Sementes da violência
Joaquim Moura
Texto originalmente publicado no
jornal Correio Braziliense (DF), de 26 de fevereiro de 1998 (Governo Cristovam Buarque).
A incidência crescente de crimes
cometidos por jovens menores de idade exige da sociedade uma análise mais
aprofundada da violência juvenil contemporânea e uma atitude mais objetiva e
responsável - se queremos reduzi-la a níveis ínfimos.
Apesar das bissextas campanhas
contra a violência, a discussão do assunto mantém-se insuficiente. Por
exemplo, as respostas que os populares eventualmente entrevistados pelos
jornais sempre dão para o problema resume-se a pedir "mais polícia". Mas de
quanta polícia precisaremos para conter uma onda crescente de violência cuja
origem permanece intocada? De quantos presídios e recursos? A solução não está
aí, apesar da unanimidade. É até patético assistir aquelas senhoras e senhores
pedindo mais polícia para proteger suas famílias desses jovens criminosos,
como se eles não proviessem dessas mesmas famílias. Ou virão eles de outro
país ou planeta?

◆ Listagem fornecida:

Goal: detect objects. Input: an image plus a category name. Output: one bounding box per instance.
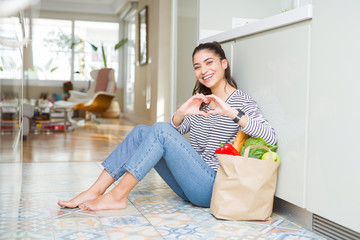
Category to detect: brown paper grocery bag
[210,145,280,220]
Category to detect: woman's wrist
[172,108,186,126]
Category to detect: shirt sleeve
[240,99,277,145]
[168,113,191,135]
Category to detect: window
[29,19,72,80]
[74,21,119,80]
[29,19,119,81]
[125,15,136,112]
[0,17,22,80]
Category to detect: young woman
[58,42,276,210]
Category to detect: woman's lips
[203,74,214,82]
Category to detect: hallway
[0,119,324,240]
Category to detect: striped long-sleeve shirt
[169,90,276,171]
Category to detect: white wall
[199,0,282,38]
[175,0,199,109]
[200,0,360,232]
[226,22,310,207]
[307,0,360,232]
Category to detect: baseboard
[273,197,313,231]
[273,197,360,240]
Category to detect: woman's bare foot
[58,190,101,208]
[79,191,126,211]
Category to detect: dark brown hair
[192,42,237,95]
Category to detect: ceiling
[40,0,135,15]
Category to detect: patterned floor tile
[0,162,325,240]
[54,218,101,230]
[100,215,151,229]
[107,226,163,240]
[54,229,109,240]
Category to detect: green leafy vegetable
[240,137,278,159]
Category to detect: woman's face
[193,49,228,89]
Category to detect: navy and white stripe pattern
[169,90,276,171]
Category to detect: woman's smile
[202,73,214,82]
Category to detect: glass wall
[29,18,119,81]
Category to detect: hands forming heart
[180,94,231,117]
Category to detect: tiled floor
[0,162,324,240]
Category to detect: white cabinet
[224,22,310,207]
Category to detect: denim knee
[151,122,177,136]
[132,124,150,132]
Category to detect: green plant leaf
[115,38,128,50]
[89,43,97,52]
[101,43,107,67]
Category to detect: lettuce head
[240,137,278,159]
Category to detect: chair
[54,68,116,123]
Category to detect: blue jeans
[102,122,216,207]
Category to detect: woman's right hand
[173,93,210,126]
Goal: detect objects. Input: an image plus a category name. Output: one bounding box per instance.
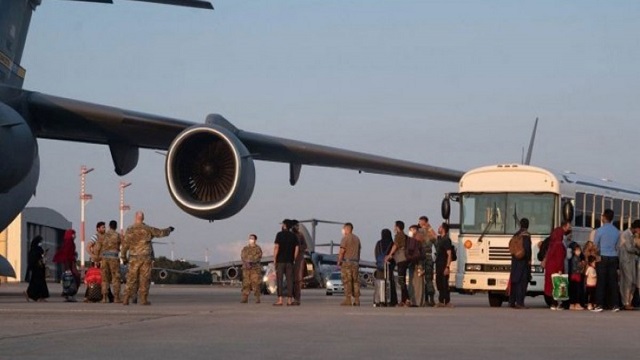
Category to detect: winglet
[204,114,240,135]
[524,118,538,165]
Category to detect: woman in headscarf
[543,222,571,310]
[24,235,49,301]
[375,229,398,306]
[53,229,80,301]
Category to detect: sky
[21,0,640,263]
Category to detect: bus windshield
[460,193,557,235]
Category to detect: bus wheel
[489,292,504,307]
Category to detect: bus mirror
[562,200,573,221]
[440,197,451,221]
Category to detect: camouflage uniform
[120,223,171,305]
[240,245,262,303]
[419,225,438,306]
[94,229,122,303]
[340,234,360,305]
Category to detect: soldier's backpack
[62,270,78,296]
[84,283,102,302]
[538,236,551,261]
[404,237,427,263]
[509,231,529,260]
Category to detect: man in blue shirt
[592,209,620,312]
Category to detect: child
[568,242,584,310]
[585,255,598,310]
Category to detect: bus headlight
[464,264,482,271]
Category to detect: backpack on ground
[404,237,427,263]
[509,231,529,260]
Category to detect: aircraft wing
[27,93,464,182]
[0,85,463,228]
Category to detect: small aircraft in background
[195,219,376,294]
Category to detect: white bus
[442,164,640,307]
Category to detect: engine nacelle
[165,125,255,220]
[0,103,37,193]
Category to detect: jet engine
[165,124,255,220]
[0,103,40,230]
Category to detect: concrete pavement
[0,284,640,360]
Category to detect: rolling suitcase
[373,264,390,307]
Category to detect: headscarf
[27,235,44,269]
[53,229,76,263]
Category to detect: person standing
[240,234,262,304]
[291,220,307,305]
[436,222,453,307]
[120,211,174,305]
[53,229,80,302]
[87,221,106,262]
[374,229,398,306]
[273,219,299,306]
[94,220,122,303]
[542,221,571,310]
[509,218,532,309]
[24,235,49,302]
[407,225,424,307]
[386,220,411,306]
[592,209,620,312]
[337,223,361,306]
[618,220,640,310]
[418,215,438,306]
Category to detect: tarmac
[0,283,640,360]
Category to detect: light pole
[80,165,93,274]
[120,181,131,235]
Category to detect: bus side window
[584,194,596,228]
[574,192,585,227]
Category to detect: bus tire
[489,292,504,307]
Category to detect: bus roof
[460,164,640,199]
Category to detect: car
[326,271,344,296]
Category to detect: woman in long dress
[24,235,49,301]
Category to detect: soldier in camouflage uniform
[94,220,122,303]
[418,216,438,306]
[120,211,173,305]
[240,234,262,304]
[337,223,361,306]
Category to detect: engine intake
[165,125,255,220]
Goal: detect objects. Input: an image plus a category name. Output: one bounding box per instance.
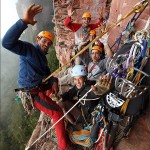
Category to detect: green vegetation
[0,0,58,150]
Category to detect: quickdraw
[111,0,148,52]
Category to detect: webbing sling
[26,1,148,150]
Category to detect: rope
[25,1,148,150]
[42,1,148,83]
[111,1,148,51]
[25,84,96,150]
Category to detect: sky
[1,0,19,38]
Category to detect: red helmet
[37,31,54,43]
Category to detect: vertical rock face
[108,0,150,51]
[53,0,149,65]
[26,0,150,150]
[53,0,111,65]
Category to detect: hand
[67,5,74,17]
[52,82,59,95]
[98,7,104,19]
[99,34,109,45]
[22,4,43,25]
[91,75,111,95]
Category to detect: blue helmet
[71,65,87,77]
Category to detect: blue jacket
[2,19,56,88]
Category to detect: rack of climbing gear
[42,0,148,83]
[110,0,148,52]
[26,2,149,150]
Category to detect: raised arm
[2,4,42,55]
[64,5,81,32]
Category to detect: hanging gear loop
[25,84,97,150]
[42,0,148,83]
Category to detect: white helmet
[71,65,87,77]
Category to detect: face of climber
[89,34,96,41]
[91,50,101,63]
[37,37,52,54]
[73,76,86,89]
[82,17,91,28]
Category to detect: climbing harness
[26,1,147,150]
[25,82,98,150]
[106,92,125,108]
[42,0,148,83]
[16,90,36,115]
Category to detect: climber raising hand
[22,4,43,25]
[67,4,74,17]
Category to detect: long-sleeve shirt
[64,17,103,46]
[2,19,56,88]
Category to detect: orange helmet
[92,45,102,53]
[37,31,54,43]
[90,30,96,35]
[82,12,91,19]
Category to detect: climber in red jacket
[64,5,103,64]
[2,4,70,150]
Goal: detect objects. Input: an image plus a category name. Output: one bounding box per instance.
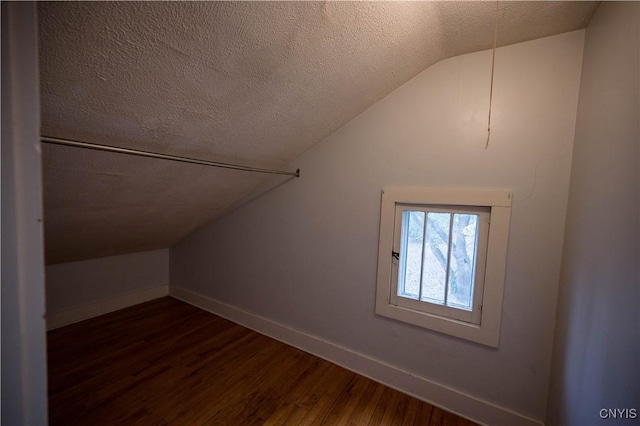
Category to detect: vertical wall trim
[2,2,47,426]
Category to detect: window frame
[389,203,491,324]
[376,187,512,347]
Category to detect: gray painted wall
[549,2,640,426]
[46,249,169,314]
[170,31,584,419]
[1,2,47,426]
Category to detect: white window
[376,188,511,347]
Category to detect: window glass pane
[447,213,478,311]
[398,210,424,299]
[420,212,451,305]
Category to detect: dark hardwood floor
[48,297,475,426]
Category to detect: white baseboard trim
[46,285,169,330]
[169,285,544,426]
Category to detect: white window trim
[376,187,511,347]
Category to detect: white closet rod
[40,136,300,177]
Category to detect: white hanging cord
[484,0,498,149]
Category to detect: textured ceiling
[38,2,598,263]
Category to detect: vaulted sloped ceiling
[38,2,598,263]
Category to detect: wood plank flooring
[48,297,475,426]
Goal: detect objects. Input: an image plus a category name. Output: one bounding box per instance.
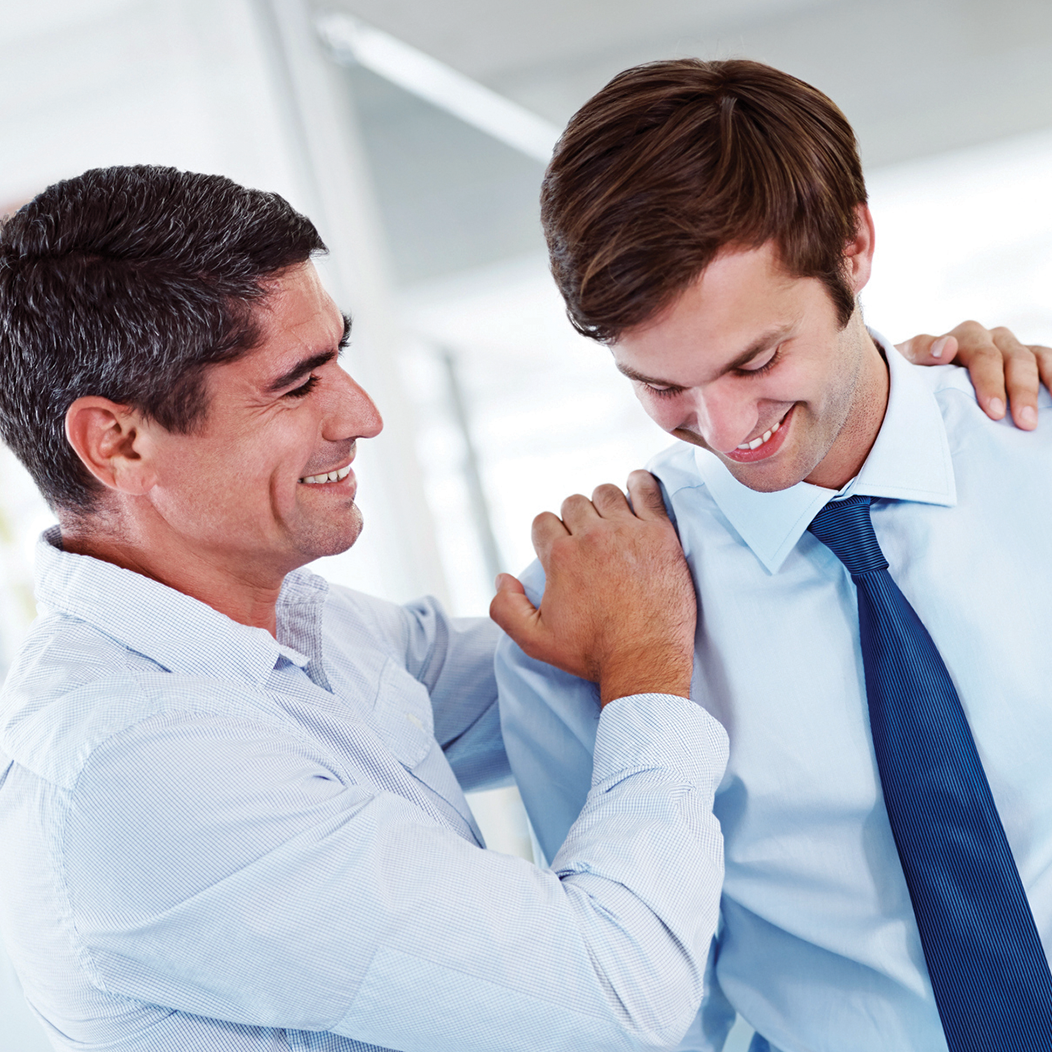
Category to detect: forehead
[611,242,824,385]
[211,262,345,389]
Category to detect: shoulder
[0,614,296,788]
[647,442,705,498]
[925,365,1052,456]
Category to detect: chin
[298,506,363,562]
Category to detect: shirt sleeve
[342,589,511,791]
[494,562,600,858]
[60,695,726,1052]
[402,596,511,790]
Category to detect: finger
[895,332,957,365]
[628,470,668,522]
[967,342,1008,420]
[592,482,632,519]
[990,328,1040,431]
[489,572,542,653]
[559,493,599,533]
[530,507,583,563]
[1030,344,1052,390]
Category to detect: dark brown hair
[541,59,866,343]
[0,165,325,513]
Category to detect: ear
[65,396,156,497]
[844,204,876,296]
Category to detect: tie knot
[808,497,888,578]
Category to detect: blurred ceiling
[311,0,1052,284]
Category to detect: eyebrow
[266,315,350,395]
[618,325,793,387]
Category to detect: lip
[722,404,796,464]
[297,458,357,489]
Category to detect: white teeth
[737,420,782,449]
[300,464,350,486]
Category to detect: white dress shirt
[0,530,726,1052]
[498,338,1052,1052]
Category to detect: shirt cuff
[592,694,728,792]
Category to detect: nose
[322,368,384,442]
[689,378,760,452]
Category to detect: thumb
[895,333,957,365]
[489,573,540,652]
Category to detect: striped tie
[808,497,1052,1052]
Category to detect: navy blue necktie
[808,497,1052,1052]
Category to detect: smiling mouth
[734,418,785,449]
[721,403,796,464]
[300,464,350,486]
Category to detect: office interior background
[0,0,1052,1052]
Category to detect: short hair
[541,59,866,343]
[0,165,325,513]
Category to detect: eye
[640,380,683,398]
[734,347,782,377]
[285,373,320,398]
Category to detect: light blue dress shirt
[498,338,1052,1052]
[0,531,726,1052]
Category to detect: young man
[498,60,1052,1052]
[0,167,726,1052]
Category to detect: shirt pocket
[369,658,434,769]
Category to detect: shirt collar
[694,331,957,573]
[36,526,328,685]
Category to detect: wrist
[599,648,694,705]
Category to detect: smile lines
[735,420,782,449]
[300,464,350,486]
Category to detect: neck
[805,319,890,489]
[59,509,285,636]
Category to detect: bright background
[0,0,1052,1052]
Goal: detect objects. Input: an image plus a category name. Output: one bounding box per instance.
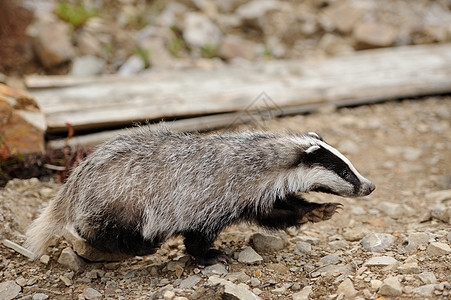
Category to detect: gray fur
[26,128,374,257]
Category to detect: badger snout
[360,181,376,196]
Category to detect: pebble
[295,241,312,255]
[69,55,106,77]
[337,278,357,299]
[58,247,86,271]
[418,272,437,284]
[377,202,405,218]
[183,12,222,48]
[412,284,435,297]
[398,263,420,274]
[360,232,396,252]
[202,263,228,276]
[364,256,398,266]
[0,280,22,300]
[343,227,369,242]
[117,55,146,76]
[404,232,429,252]
[319,254,342,266]
[33,293,49,300]
[163,291,175,300]
[179,275,202,289]
[379,277,402,297]
[83,287,102,300]
[39,254,50,265]
[208,275,260,300]
[292,285,313,300]
[426,242,451,256]
[251,233,287,252]
[238,247,263,264]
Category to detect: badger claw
[298,203,343,224]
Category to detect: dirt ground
[0,97,451,299]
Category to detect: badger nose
[368,183,376,195]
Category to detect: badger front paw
[299,203,343,224]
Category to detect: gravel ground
[0,97,451,300]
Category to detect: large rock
[64,231,130,261]
[0,83,47,155]
[0,280,22,300]
[251,233,287,252]
[183,12,222,48]
[27,15,75,68]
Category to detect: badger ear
[304,145,321,153]
[307,131,324,142]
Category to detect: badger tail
[24,199,69,260]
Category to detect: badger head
[296,132,376,197]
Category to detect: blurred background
[0,0,451,77]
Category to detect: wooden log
[26,44,451,132]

◆ Requisitos da tarefa: Por favor, transcreva literalmente o trecho do texto sobre a violência juvenil entre "A incidência crescente" e "a níveis ínfimos.", ambos incluídos. A listagem não tem nenhum papel no que se pede aqui.

◆ A resposta:
A incidência crescente de crimes
cometidos por jovens menores de idade exige da sociedade uma análise mais
aprofundada da violência juvenil contemporânea e uma atitude mais objetiva e
responsável - se queremos reduzi-la a níveis ínfimos.